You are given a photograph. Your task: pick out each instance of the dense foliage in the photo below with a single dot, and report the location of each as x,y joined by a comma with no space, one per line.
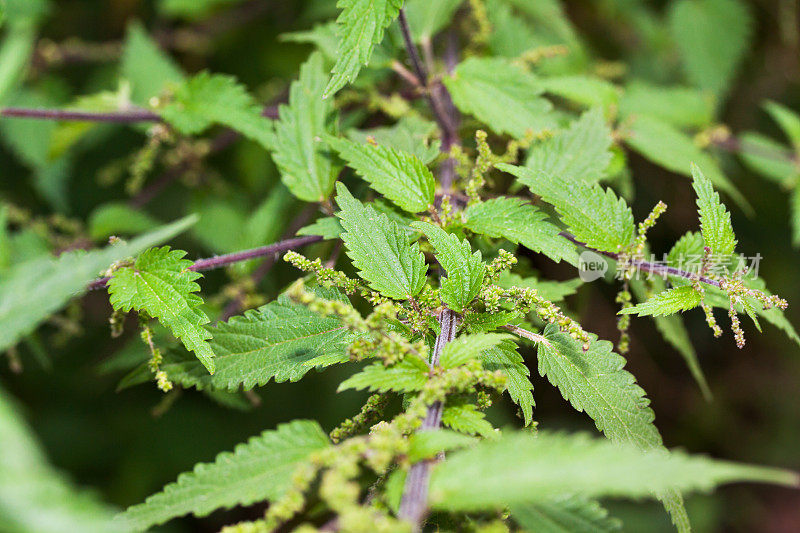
398,214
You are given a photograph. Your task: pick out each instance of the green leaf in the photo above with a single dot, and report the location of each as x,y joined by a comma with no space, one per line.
400,177
260,469
567,514
160,284
426,18
678,106
304,160
715,221
33,495
595,216
674,332
505,358
788,120
596,382
555,291
361,26
579,153
501,95
521,223
408,375
668,147
379,248
589,91
795,210
326,227
208,99
548,465
465,269
410,134
465,418
33,290
280,340
146,67
468,347
118,218
712,37
668,302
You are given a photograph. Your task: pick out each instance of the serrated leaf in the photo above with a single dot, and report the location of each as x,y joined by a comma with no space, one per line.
521,223
674,332
712,37
580,152
465,269
303,159
160,284
715,221
668,147
379,248
594,216
281,340
33,495
260,469
505,358
547,465
33,290
465,418
501,95
408,375
596,382
361,26
555,291
567,514
326,227
589,91
146,67
665,303
208,99
467,347
400,177
679,106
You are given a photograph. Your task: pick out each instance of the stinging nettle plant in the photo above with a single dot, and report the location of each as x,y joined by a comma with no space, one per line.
489,161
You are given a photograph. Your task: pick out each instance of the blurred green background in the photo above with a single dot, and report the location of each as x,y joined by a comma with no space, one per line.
128,444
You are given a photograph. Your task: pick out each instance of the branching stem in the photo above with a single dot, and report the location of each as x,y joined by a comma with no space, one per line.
646,266
414,504
236,257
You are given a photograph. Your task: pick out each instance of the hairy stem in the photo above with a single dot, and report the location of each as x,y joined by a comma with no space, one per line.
439,101
414,503
236,257
119,117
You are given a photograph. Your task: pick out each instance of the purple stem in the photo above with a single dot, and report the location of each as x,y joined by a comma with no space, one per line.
118,117
414,504
236,257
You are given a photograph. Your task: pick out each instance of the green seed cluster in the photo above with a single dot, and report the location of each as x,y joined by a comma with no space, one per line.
526,300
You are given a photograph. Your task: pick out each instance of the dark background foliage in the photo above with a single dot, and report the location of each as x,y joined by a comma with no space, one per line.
128,444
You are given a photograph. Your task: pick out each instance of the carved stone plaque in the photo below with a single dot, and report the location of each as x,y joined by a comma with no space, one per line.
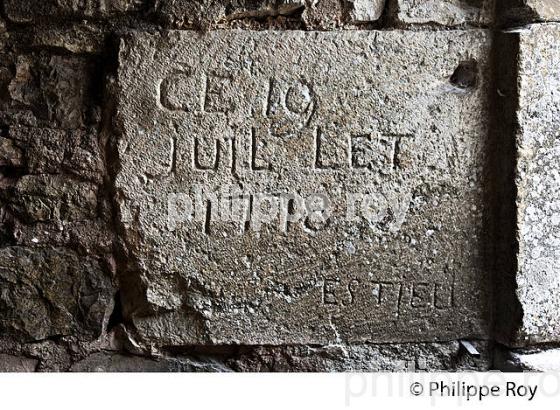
304,187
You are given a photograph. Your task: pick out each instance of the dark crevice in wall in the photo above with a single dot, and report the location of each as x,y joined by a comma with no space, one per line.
507,309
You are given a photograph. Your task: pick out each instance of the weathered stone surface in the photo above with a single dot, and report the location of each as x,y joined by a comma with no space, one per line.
390,126
179,13
54,198
19,364
524,11
52,151
538,184
365,10
445,12
547,360
115,362
54,91
52,292
398,357
25,11
368,358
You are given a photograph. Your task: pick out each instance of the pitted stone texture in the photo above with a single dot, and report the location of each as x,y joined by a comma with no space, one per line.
393,117
52,292
49,91
16,364
365,10
445,12
26,11
397,357
54,198
116,362
52,151
525,11
181,13
411,357
538,184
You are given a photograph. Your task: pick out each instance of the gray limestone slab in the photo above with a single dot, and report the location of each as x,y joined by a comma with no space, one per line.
304,187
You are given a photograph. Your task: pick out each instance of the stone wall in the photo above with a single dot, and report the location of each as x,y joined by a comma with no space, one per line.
429,128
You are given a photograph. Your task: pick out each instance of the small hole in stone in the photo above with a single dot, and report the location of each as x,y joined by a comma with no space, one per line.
465,75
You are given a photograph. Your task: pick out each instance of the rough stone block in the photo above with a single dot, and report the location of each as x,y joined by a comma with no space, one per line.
547,360
179,13
365,10
56,89
116,362
525,11
336,183
25,11
54,198
537,181
17,364
52,292
53,151
445,12
411,357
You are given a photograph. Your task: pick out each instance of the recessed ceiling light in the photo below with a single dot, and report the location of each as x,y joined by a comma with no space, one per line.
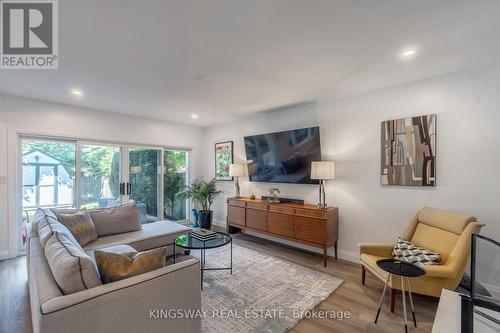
76,92
408,53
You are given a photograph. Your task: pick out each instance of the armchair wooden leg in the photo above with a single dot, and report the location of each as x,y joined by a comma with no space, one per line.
393,298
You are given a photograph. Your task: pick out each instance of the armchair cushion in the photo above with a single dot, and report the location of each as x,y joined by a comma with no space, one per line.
434,239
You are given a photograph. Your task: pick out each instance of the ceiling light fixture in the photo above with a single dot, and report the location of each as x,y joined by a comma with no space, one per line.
76,92
408,53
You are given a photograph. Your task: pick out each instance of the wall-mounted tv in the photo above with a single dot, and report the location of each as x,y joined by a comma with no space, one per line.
283,157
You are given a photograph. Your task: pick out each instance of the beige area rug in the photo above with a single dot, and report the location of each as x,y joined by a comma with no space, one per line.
264,293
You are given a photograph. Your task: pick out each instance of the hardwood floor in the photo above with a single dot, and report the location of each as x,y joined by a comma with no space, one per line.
360,301
15,312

********************

The task: When you repeat the material above, keep every word exact and leave out the pictures.

Solution:
You are given a photograph. Your task: pick out each instance of the dense foliage in the photo below with a single dot, and report the location of each as x,y joined by a comma with no space, one per line.
398,214
You are given a photograph. Your task: pick out each instance of the green leaf in the photo above with a single dot, and report the location of each as x,y joined by a comma with no space, one per line.
400,177
260,469
567,514
160,284
426,18
678,106
304,160
715,221
33,495
595,216
674,332
505,358
788,120
596,382
555,291
361,26
579,153
501,95
521,223
408,375
668,147
379,248
589,91
795,210
326,227
208,99
548,465
465,269
410,134
465,418
33,290
280,340
146,67
468,347
118,218
712,37
668,302
You are given a photograph. Your task: pick out each instance of the serrated leaf in the photo above with a single dot, and report the location of each as x,y joined by a comma with no space, one per line.
521,223
674,332
712,37
580,152
465,269
303,159
160,284
715,221
668,147
379,248
594,216
281,340
33,495
260,469
505,358
547,465
33,290
465,418
501,95
408,375
596,382
361,26
555,291
567,514
326,227
589,91
146,67
665,303
208,99
467,347
400,177
679,106
You are given a photograph. Your task: pick out each instance of the stinging nettle plant in the photo above with a single dot, and report the location of each as x,y joined by a comma with no space, one per line.
489,161
You are given a photograph. Your task: pick out each instance of the blurred green background in the photo above with a single dot, and report the location of each as x,y joined by a comma with no space, one per line.
128,444
You are given a photograph. Your task: pick out each instance of the branching stem in the photo above with a single dot, and report the location of each as x,y joined by a comma with no space, one per line.
646,266
414,504
236,257
You are given a photograph. Your task: pick out each instance of the hairy stem in the photo above with a single dot, and report the location of each as x,y joined by a comma with no space, one per line.
439,101
414,503
236,257
119,117
You are given a photograph. Your task: pick out each instance of the purple stem in the photo above with a single dot, and report the location of each as x,y joined by a comma with no space, one per line.
118,117
414,504
236,257
You are given a photograph. Your task: pick out each instance of the green seed cluster in the photo above with a single dot, and report the location of each as x,y joined by a comma with no space, one per line.
526,300
You are given a photograph. Your task: pick out each instance of the dark background foliage in the photo above with a single dot, and report the location of each as x,y joined by a comma with no space, one per line.
128,444
You are given a photograph. Your task: pick out each instance of the carved stone plaque in the photo below with a single dot, and report the location of each as x,y joined by a comma with no space, one per line.
304,187
You are given a photograph. Your task: pick out each instance of the dark crevice in wall in the photo above with a single dot, and report the location of each as x,y joined by a comma with no space, one per line.
507,309
You are given a photograph. Your task: pick out each instance of the weathered stone surface in the photo above with a single dot, and report the location of each as x,y joined by a comma with no space, one per line.
390,126
179,13
54,198
19,364
524,11
52,151
538,184
365,10
445,12
547,360
115,362
54,91
52,292
398,357
25,11
368,358
You are given a photograph. Your task: pick out each instance of the pitted stone texture in the photo above with a single dot, and report the location of each as x,y joined by a comma with no space, one per line.
393,117
52,292
49,91
16,364
365,10
445,12
26,11
397,357
54,198
116,362
52,151
525,11
181,13
411,357
538,184
You are given a photograph. Your task: pick out each instance of the gray limestone slab in the photo above with a single dot, and report the location of each as x,y joined by a comma with no space, one per line.
304,187
You are given a photograph. Your task: pick out each instance of the stone wall in the photo above with a single dot, and report the location of each as x,y joined by a comma with no space, one per line.
429,128
You are given a photograph. Your task: pick out each instance of the small hole in stone in the photo above with a single dot, and report the location of each as x,y joined by a comma with no space, one per line.
465,75
You are given a photograph. Your task: pick out each instance of the rough stone block in the photo above with a single dot, and report the location of each as x,y joined by a comma with no space, one per line.
547,360
179,13
365,10
56,89
116,362
525,11
336,183
25,11
54,198
537,181
17,364
52,292
53,151
445,12
411,357
You are given a photograph. Your task: pick out each instance of the recessed ceiling light in the photo below with a single dot, and report the location of each as x,y joined by a comma with no space, one per line.
76,92
408,53
You are given a photograph. Your task: pick out each instance of the armchair wooden leg in the photo above with a single dot, and report the location of each as x,y joined by a comma with no space, one per line.
393,298
You are given a photograph. Your task: pick out each instance of the armchair cushion in the photo above with a single dot, and report the location of each as x,y joined by a comma with no space, one per line.
434,239
You are given a photograph. Your task: pick out each instance of the ceiling light fixture in the photo above with a single dot, and report the location of each as x,y joined by a comma with no space, one per line.
76,92
408,53
You are given a photograph. Your task: pick out each instance of the wall-mounted tv in the photo above with a single dot, and report the location of each as x,y joined by a comma with no space, one per line.
283,157
You are given a photograph. Your task: pick out each instance of the beige area rug in the photo above with a single dot, and report the location of each as x,y joined by a comma with no space, one per line.
264,293
You are given a photograph. Your task: pick out each instance of the hardwood floor in the photo above with a single dot, and report the location of each as x,y joined by a comma with no space, one per line.
360,301
15,312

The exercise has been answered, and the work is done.